Page text
----------------------------------------

The satellite bus 610 may generally be located in the body 110 of the satellite 100 as shown in FIG. 1. Power distribution system 102 may comprise control logic as is known in the art. The communication system 104 may include one or more communication antennas, for example located on the satellite body 110. Alternatively, the communication system 104 may send and receive signals via one or more communication antennas located on a wing 160 of the satellite.

In the case of an earth observation satellite, the satellite payload 660 may include one or more radar antenna arrays, which may be located at one or more wings 160 of the satellite. FIG. 6 shows a single antenna element 625 which may be part of a phased array antenna used for SAR imaging. Antenna element 625 transmits and receives signals 626. Antenna element 625 is shown to have an associated power amplifier 623 and phase shifter 624 for transmitting the radar signal, and an associated low-noise amplifier 628 and phase shifter 627 for receiving the return signal. Together these form an antenna module 670. The phased array antenna can comprise multiple antenna modules 670. In an example, a satellite mounted phased array antenna comprises 320 antenna elements and associated amplifiers and phase shifters. Different phased array antennas will have different numbers of antenna elements depending on their design and intended purpose. The electronic steering of the antenna is achieved by phase shifting individual antenna components via phase shifters 624 and 627 as is known in the art.

----------------------------------------

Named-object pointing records
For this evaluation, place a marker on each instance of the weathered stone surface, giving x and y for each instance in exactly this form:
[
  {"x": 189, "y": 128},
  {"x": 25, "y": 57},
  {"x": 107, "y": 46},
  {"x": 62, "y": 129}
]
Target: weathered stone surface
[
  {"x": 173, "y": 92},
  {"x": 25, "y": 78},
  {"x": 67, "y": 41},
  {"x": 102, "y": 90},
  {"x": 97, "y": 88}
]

----------------------------------------

Problem set
[a] In the satellite passage, how many antenna elements does the example satellite-mounted phased array antenna comprise?
[b] Reproduce the satellite passage word for word, from "The satellite bus" up to and including "wing 160 of the satellite.".

Task-by-task results
[a] It comprises 320 antenna elements, along with associated amplifiers and phase shifters.

[b]
The satellite bus 610 may generally be located in the body 110 of the satellite 100 as shown in FIG. 1. Power distribution system 102 may comprise control logic as is known in the art. The communication system 104 may include one or more communication antennas, for example located on the satellite body 110. Alternatively, the communication system 104 may send and receive signals via one or more communication antennas located on a wing 160 of the satellite.